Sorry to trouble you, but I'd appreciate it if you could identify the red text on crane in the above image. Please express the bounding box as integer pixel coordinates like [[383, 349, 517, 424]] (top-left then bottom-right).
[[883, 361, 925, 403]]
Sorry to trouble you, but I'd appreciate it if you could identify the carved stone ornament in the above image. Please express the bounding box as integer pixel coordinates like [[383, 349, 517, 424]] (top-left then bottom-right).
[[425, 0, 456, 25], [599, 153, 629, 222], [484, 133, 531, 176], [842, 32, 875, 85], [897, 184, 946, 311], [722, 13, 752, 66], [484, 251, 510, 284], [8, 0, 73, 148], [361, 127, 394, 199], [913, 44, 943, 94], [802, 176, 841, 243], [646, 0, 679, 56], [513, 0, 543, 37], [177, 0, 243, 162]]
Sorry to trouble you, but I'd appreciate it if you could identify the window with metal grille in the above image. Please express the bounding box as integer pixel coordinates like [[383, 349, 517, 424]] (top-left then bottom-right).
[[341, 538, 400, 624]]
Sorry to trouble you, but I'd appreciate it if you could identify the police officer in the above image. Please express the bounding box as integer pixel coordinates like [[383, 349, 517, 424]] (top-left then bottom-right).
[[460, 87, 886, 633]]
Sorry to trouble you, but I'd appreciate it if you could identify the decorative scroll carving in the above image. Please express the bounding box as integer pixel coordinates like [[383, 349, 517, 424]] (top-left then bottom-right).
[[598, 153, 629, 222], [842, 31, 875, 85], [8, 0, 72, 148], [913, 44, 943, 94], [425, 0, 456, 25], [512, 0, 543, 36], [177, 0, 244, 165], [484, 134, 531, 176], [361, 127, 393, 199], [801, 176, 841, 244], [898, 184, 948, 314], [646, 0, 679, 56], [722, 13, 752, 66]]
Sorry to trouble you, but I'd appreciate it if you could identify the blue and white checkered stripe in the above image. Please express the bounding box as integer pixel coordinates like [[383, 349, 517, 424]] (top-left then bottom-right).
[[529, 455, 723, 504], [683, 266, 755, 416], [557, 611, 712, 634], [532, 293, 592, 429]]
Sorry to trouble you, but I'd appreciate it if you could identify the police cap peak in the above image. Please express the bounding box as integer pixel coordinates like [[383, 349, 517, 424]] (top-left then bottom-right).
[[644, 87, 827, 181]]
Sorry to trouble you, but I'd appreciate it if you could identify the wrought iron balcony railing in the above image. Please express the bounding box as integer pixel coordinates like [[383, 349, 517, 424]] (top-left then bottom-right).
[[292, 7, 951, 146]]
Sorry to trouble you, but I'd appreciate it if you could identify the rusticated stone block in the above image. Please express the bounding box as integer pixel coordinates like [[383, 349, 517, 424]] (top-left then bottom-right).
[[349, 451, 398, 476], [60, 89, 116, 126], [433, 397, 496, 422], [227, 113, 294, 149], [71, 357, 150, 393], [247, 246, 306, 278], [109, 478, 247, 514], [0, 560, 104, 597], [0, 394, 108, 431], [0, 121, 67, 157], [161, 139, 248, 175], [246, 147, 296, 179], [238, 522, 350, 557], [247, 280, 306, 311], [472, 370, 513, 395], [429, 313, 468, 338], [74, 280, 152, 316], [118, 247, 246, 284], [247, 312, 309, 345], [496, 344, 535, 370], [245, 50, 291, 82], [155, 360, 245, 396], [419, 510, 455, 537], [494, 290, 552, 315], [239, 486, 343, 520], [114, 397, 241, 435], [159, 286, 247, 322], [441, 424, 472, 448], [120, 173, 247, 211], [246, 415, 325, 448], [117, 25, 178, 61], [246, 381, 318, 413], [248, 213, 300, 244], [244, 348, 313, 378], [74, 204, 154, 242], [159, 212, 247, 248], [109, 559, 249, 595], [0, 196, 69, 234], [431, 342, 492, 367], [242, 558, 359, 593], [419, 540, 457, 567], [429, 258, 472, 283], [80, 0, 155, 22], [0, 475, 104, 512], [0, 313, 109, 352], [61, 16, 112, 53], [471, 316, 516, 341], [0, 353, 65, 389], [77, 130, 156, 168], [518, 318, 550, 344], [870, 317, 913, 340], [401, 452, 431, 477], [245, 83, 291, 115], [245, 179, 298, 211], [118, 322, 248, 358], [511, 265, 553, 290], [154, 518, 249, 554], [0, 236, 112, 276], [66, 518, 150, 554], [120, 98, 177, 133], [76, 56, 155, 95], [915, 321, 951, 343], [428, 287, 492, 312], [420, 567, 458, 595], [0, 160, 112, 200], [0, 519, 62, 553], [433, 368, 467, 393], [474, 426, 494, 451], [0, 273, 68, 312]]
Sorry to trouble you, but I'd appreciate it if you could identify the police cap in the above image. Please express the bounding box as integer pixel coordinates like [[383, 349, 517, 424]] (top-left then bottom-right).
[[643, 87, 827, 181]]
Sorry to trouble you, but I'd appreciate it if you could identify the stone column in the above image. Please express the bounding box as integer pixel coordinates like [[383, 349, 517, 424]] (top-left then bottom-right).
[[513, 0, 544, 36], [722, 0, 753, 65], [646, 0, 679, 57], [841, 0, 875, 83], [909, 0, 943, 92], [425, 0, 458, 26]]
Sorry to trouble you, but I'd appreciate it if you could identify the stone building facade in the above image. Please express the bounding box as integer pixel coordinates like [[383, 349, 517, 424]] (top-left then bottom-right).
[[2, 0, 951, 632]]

____

Every single line of the listing must be retyped exactly.

Sorry to trouble you, but I'd appreciate it if you could identify the red text on crane in the above image. Please express the bounding box as integer pixel coordinates like [[383, 349, 517, 424]] (top-left then bottom-right).
[[883, 361, 925, 403]]
Sorry to trouble you, but I'd appreciate it if you could identify the carved stone ornament in the above image. Please express the bounding box as integer pixel coordinates like [[383, 349, 517, 424]] (top-left then bottom-right).
[[425, 0, 456, 25], [599, 153, 629, 222], [484, 133, 531, 176], [842, 32, 875, 85], [897, 184, 946, 311], [722, 13, 752, 66], [484, 251, 510, 284], [8, 0, 73, 148], [361, 127, 394, 199], [913, 44, 943, 94], [802, 176, 841, 243], [646, 0, 679, 56], [513, 0, 543, 37], [177, 0, 243, 162]]
Sorry to trouble you, but I'd appreciate it if you could identify the window with metal grille in the above image. Please express the bounding box as integer pixel coordinates like [[383, 349, 517, 424]] (top-left then bottom-right).
[[341, 538, 400, 624]]
Sorry to trouble you, but I'd appreciate it if you could identify the police officer in the above image. Please express the bounding box as integer pixel coordinates like [[383, 349, 517, 424]] (top-left then bottom-right).
[[460, 87, 886, 633]]
Sorry to trouble you, but I'd appreciate it if you could identify the decorative scroll carving in the above image. Please express the bounding box as integer pixel coordinates like [[383, 349, 517, 424]] (top-left then bottom-right).
[[598, 153, 629, 222], [842, 31, 875, 85], [8, 0, 72, 148], [913, 44, 943, 94], [425, 0, 456, 25], [512, 0, 543, 36], [177, 0, 244, 165], [484, 134, 531, 176], [361, 127, 393, 199], [801, 176, 841, 244], [898, 184, 948, 314], [646, 0, 679, 56], [722, 13, 752, 66]]
Sorry to trouble you, but I'd appreciate it if you could identify the blue and white checkered stripe in the above image. Please express the bounding box as integer pixel coordinates like [[383, 349, 517, 424]] (top-left then bottom-right).
[[529, 455, 723, 504], [683, 266, 755, 416], [557, 611, 712, 634], [532, 293, 592, 429]]
Sorry to trouble you, but I'd appreciate it if you could identify the police cap peak in the above image. Please express the bounding box as integer pixel coordinates like [[383, 349, 517, 424]] (top-left then bottom-right).
[[644, 87, 827, 181]]
Sorry to trouble you, but I'd appreciate it if you could identify the wrought iron balcony railing in the above image. Please express the bounding box as integer pixel coordinates like [[383, 349, 517, 424]] (top-left then bottom-right).
[[292, 7, 951, 146]]
Sorry to trouble you, but I'd appreciate it if you could identify the rusticated stone block in the above image. Please express the bounding box as integer pixel coordinates like [[383, 349, 517, 424]] (top-left then bottom-right).
[[349, 451, 398, 476], [60, 89, 116, 126], [433, 397, 496, 422], [227, 113, 294, 149], [71, 357, 150, 393], [247, 246, 306, 278], [109, 478, 247, 514], [0, 560, 104, 597], [0, 394, 108, 431], [0, 121, 67, 157], [161, 139, 248, 175], [246, 147, 296, 179], [238, 522, 350, 557], [247, 280, 306, 311], [472, 370, 513, 395], [429, 313, 468, 338], [74, 280, 152, 316], [118, 247, 246, 284], [247, 312, 309, 345], [496, 344, 535, 370], [245, 50, 291, 82], [155, 360, 245, 396], [419, 510, 455, 537], [494, 290, 552, 315], [239, 486, 343, 520], [114, 397, 241, 435], [159, 286, 247, 322], [441, 424, 472, 448], [120, 173, 247, 211], [246, 415, 325, 448], [117, 25, 178, 61], [246, 381, 318, 413], [248, 213, 300, 244], [244, 348, 313, 378], [74, 204, 154, 242], [159, 212, 247, 248], [109, 559, 249, 595], [0, 196, 69, 234], [431, 342, 492, 367], [242, 558, 359, 593], [419, 540, 457, 567], [429, 258, 472, 283], [80, 0, 155, 22], [0, 475, 104, 512], [0, 313, 109, 352], [61, 16, 112, 53], [471, 316, 516, 341], [0, 353, 65, 389], [77, 130, 156, 168], [518, 318, 550, 344], [870, 317, 913, 340], [401, 452, 431, 477], [245, 83, 291, 115], [245, 179, 298, 211], [118, 322, 248, 358], [511, 265, 553, 290], [154, 518, 249, 554], [0, 236, 112, 276], [66, 518, 150, 554], [120, 98, 177, 133], [76, 56, 155, 95], [915, 321, 951, 343], [428, 287, 492, 312], [420, 567, 458, 595], [0, 160, 112, 200], [0, 519, 62, 553], [433, 368, 467, 393], [474, 426, 494, 451], [0, 273, 68, 312]]
Sorry to trouble you, but I'd appreciate it if you could identify the police cap in the above image. Please express the bounding box as integer pixel coordinates like [[383, 349, 517, 424]] (top-left then bottom-right).
[[643, 87, 827, 181]]
Sorry to trouble you, but I'd appreciate it if you could identify the stone column in the above image. Please express the bounding box as integer pixel coordinates like [[383, 349, 517, 424]] (top-left then bottom-right).
[[513, 0, 544, 36], [722, 0, 753, 65], [646, 0, 679, 57], [841, 0, 875, 83], [909, 0, 943, 92], [425, 0, 458, 26]]
Sorry to trouble you, but I'd appreciate it if you could identify the stone building facade in the above image. Please express the bounding box as integer pixel coordinates like [[383, 349, 517, 424]] (top-left then bottom-right).
[[2, 0, 951, 632]]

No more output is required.